> Requirements:
a) Copy word for word the part of the coal seam modeling passage starting with "Table 2. Well" and going on through "(Unless otherwise prescribed)".
b) Write the next part of the coal seam modeling passage, picking up after its last sentence.

> Selected text:
** BEGIN **
When the geological conditions are complex, more grids are needed for depiction, and more computing resources are required. Therefore, a symmetrical case was assumed, and only one-fourth of the rectangular model was built to study the pressure transient behaviors of naturally fractured low-permeability coal seams in this paper to reduce the computing time and cost (Figure 3). The size of the model in the X and Y directions was 13.5 m × 13.5 m. In the following models, the inner boundaries (Qw) have a constant injection rate or no flow rate, and the outer boundaries (Pe) have a constant pressure. The initial condition is the initial reservoir pressure. The input data in the models are summarized in

Table 2. Well and reservoir parameters for all models in Section 3.

Parameters	Values	Parameters	Values
Wellbore radius, m	0.10	Matrix permeability, mD	0.048
Net thickness, m	1.90	Reservoir pressure, Pa	5.954 × 106
Porosity	0.02	Formation volume factor	1.0
Compressibility, Pa−1	3.67 × 10−11	Flow rate(surface), m3/d	0.125
Viscosity, Pa.s	1.0 × 10−3	Fracture permeability, mD	4.8
		(Unless otherwise prescribed)

. Since vertical wellbores are the most common wellbore types used for CSG development [48,49], all numerical models built in this paper are vertical wellbores.
** END **
> Material:
** BEGIN **
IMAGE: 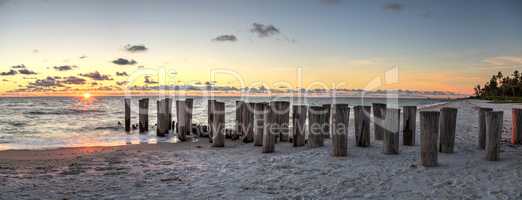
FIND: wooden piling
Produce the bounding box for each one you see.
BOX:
** END **
> Per-task outputs:
a)
Table 2. Well and reservoir parameters for all models in Section 3.

Parameters	Values	Parameters	Values
Wellbore radius, m	0.10	Matrix permeability, mD	0.048
Net thickness, m	1.90	Reservoir pressure, Pa	5.954 × 106
Porosity	0.02	Formation volume factor	1.0
Compressibility, Pa−1	3.67 × 10−11	Flow rate(surface), m3/d	0.125
Viscosity, Pa.s	1.0 × 10−3	Fracture permeability, mD	4.8
		(Unless otherwise prescribed)

b)
3. Results and Discussion

3.1. Single-Fracture Parametric Study

Single fractures are the basic component of naturally fractured coal seams. Various fracture parameters, including fracture geometry, fracture location, fracture permeability relative to the matrix permeability, and fracture dip angle, affect the flow in coal seam gas reservoirs. These effects were investigated using numerical pressure transient testing in this section. Kuchuk and Biryukov [50] applied the semianalytical method to reveal and emphasize its critical effects by analyzing derivative plots. Therefore, the Bourdet derivative plots of the bottom-hole pressure were presented, and velocity and pressure profiles were used to explain the effects.

3.1.1. Effect of Relative Fracture Location on the Test Well

Whether or not the fractures intersect the wellbore has a significant impact on pressure transient behaviors. In some wells, wellbores are intersected by fractures. However, most natural fractures are located near the wellbore but do not intersect the wellbore. The propagation process of the pressure gradient near the wellbore during water injection and the variation of bottom-hole pressure with shut-in time were studied. When the wellbore was intersected by a fracture, the pressure gradient propagated with the water injection. The fluid quickly filled the fracture (Figure 4a). Then, the fracture linear flow dominated the pressure transient behavior (Figure 4b). Later, the radial flow regime occurred (Figure 4c). Figure 4d shows that the longer the fracture, the larger the swept area. In other words, the longer the fracture, the higher the fluid recovery. However, when the fracture did not intersect the wellbore, the pressure propagation process was quite different. The formation’s radial flow regime was observed until the fracture was encountered (Figure 5a). Then, linear fracture flow occurred (Figure 5b) and became apparent (Figure 5c). Finally, the flow reached another radial flow regime (Figure 5d).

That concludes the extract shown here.